Labor organizers accuse Apple of anti-union actions as they back off of an impending election to recognize the Atlanta Apple Store union.

David Lumb Mobile Reporter
David Lumb is a mobile reporter covering how on-the-go gadgets like phones, tablets and smartwatches change our lives. Over the last decade, he's reviewed phones for TechRadar as well as covered tech, gaming, and culture for Engadget, Popular Mechanics, NBC Asian America, Increment, Fast Company and others. As a true Californian, he lives for coffee, beaches and burritos.
Expertise smartphones, smartwatches, tablets, telecom industry, mobile semiconductors, mobile gaming
David Lumb
2 min read
The Apple logo affixed to an office building.
Laurenz Heymann | Unsplash

Employees at an Apple Store in Atlanta reportedly won't be voting to unionize just yet: organizers have withdrawn their request for a union election on June 2, accusing Apple of union-busting activity.

The Communications Workers of America (CWA), which represents the organizing workers at the Apple Store in Cumberland Mall, Atlanta, alleged that Apple's violations of the National Labor Relations Act "have made a free and fair election impossible," according to an emailed statement seen by Bloomberg. The CWA is also concerned that COVID infections among workers would limit eligible workers from safely voting. 

Workers had organized with the CWA to file for a union election with the National Labor Relations Board (NLRB) in April. According to NLRB rules, after withdrawing from this election, the vote is canceled and the CWA can petition to represent the workers in six months.

The Cumberland Mall employees are one of two groups of Apple Store workers seeking to unionize. The other, organizing under the group moniker Fruit Stand Workers United, are located in Apple's Grand Central Terminal store in New York and are affiliated with Workers United.

Neither the CWA nor Apple have responded to request for comment by time of publication.

The Apple Store union efforts are part of a larger movement of labor organization among retail, contract and warehouse workers in big tech companies. While Amazon warehouse workers in Staten Island, New York became the first among the tech giant to win their union election in the US back in April, a follow-up vote in May by workers at a different Staten Island location failed to unionize. Meanwhile, a group of contractors working for Google Fiber in Missouri successfully voted to unionize in March.

▶ **Supplied entries**
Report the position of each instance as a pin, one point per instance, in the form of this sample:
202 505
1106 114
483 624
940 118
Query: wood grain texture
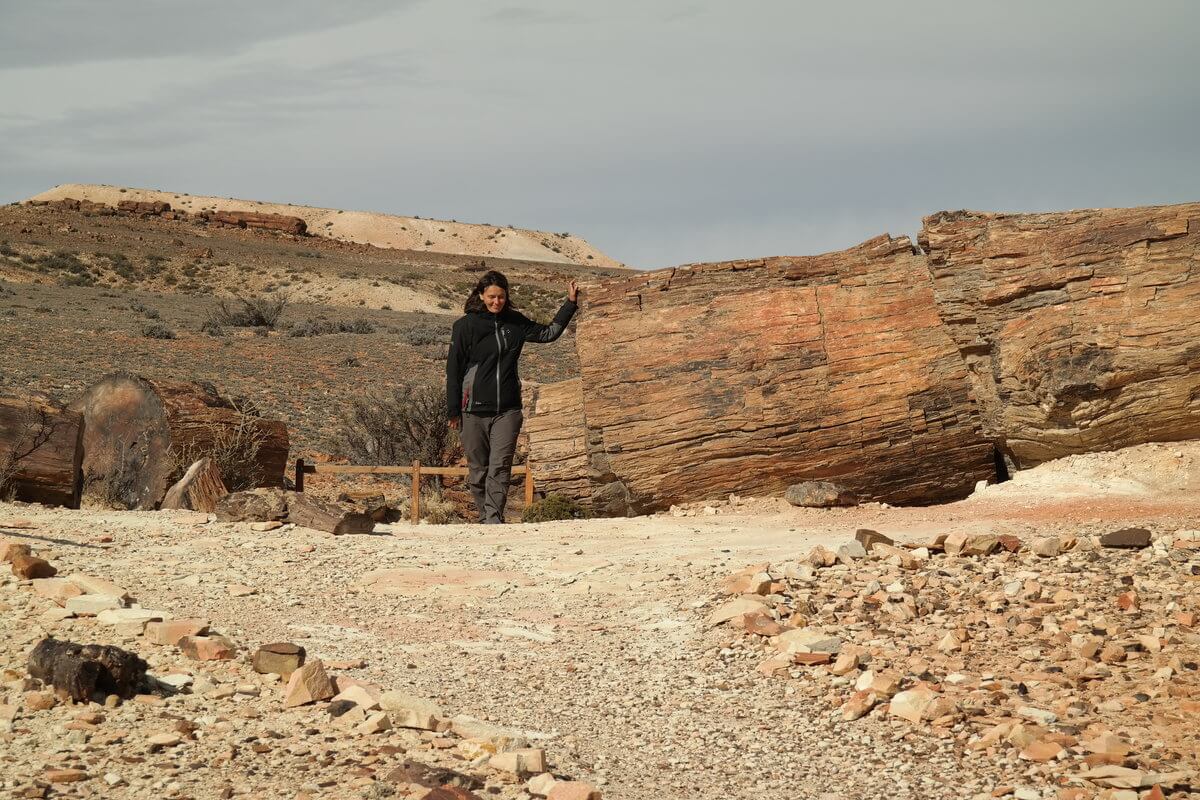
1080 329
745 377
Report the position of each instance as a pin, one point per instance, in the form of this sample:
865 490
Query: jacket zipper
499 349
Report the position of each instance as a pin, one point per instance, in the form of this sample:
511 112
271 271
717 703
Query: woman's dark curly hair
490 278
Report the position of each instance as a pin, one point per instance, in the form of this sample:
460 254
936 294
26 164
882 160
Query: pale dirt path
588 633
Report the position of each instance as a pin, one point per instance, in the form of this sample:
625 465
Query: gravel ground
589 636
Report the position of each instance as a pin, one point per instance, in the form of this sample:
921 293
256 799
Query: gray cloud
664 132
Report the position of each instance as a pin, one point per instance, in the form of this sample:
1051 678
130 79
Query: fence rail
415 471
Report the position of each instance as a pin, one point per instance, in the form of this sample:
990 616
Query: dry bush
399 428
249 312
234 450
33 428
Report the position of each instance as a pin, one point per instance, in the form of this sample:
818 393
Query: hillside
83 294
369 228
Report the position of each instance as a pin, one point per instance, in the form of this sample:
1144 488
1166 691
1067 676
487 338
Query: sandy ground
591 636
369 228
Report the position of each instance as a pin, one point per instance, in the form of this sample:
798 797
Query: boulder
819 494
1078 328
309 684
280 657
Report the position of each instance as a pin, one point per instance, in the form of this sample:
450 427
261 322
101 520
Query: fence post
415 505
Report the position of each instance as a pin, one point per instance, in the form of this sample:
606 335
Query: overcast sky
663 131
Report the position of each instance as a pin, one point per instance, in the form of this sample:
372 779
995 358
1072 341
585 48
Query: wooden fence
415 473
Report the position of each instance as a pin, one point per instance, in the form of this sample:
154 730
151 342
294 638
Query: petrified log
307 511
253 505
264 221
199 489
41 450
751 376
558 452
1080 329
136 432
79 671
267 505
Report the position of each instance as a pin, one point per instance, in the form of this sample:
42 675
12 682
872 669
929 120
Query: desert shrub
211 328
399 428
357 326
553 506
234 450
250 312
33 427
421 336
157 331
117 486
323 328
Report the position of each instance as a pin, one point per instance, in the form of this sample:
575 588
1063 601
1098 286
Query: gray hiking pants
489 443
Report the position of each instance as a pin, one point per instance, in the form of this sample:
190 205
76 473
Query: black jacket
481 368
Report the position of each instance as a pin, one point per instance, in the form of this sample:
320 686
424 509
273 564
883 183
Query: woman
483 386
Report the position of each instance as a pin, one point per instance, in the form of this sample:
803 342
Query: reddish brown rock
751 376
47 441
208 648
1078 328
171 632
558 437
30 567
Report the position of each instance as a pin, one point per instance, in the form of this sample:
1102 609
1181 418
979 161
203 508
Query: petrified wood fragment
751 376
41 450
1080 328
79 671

---

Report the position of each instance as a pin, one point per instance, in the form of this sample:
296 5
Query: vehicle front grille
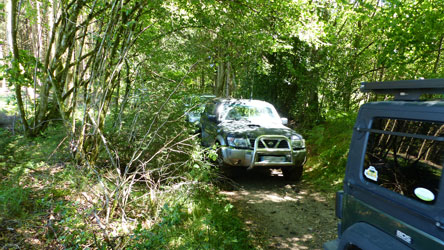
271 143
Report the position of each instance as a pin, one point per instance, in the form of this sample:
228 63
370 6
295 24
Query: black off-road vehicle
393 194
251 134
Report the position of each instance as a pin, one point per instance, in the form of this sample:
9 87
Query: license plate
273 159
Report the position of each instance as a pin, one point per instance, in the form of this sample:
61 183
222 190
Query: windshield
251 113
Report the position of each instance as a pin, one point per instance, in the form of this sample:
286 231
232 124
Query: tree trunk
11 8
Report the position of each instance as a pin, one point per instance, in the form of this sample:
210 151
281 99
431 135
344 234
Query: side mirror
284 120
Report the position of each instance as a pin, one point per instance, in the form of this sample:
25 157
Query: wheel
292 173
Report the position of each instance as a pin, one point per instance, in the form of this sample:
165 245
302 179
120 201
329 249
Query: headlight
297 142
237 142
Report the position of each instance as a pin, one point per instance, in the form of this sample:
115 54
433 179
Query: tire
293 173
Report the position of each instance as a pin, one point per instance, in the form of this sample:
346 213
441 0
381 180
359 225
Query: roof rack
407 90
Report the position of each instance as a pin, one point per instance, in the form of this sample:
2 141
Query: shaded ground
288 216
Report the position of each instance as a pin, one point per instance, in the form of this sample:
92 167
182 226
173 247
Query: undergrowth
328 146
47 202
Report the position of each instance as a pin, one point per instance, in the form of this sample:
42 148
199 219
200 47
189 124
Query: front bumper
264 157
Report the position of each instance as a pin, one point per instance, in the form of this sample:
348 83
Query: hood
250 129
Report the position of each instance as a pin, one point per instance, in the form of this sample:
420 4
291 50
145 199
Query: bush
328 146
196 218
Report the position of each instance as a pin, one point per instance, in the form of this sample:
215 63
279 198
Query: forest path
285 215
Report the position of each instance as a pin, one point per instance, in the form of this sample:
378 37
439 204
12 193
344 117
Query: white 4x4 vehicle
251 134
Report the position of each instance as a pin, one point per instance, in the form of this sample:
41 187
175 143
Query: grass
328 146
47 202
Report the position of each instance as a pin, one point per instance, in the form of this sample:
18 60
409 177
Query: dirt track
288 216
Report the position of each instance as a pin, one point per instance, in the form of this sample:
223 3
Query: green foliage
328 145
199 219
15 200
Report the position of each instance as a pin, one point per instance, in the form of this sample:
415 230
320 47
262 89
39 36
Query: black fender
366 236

--

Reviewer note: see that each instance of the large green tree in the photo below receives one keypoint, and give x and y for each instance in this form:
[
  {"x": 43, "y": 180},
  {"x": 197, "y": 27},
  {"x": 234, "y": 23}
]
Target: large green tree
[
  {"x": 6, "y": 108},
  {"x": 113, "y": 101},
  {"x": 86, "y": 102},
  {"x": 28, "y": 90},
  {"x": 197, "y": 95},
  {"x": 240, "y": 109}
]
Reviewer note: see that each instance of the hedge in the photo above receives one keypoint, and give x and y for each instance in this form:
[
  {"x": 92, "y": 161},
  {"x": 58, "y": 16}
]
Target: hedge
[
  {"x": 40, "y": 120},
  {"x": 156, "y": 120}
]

▶ **What you have to do**
Copy the stretch of the Apple Store union article from "Laurenz Heymann |" through "of union-busting activity." word for word.

▶ **Task solution**
Laurenz Heymann | Unsplash

Employees at an Apple Store in Atlanta reportedly won't be voting to unionize just yet: organizers have withdrawn their request for a union election on June 2, accusing Apple of union-busting activity.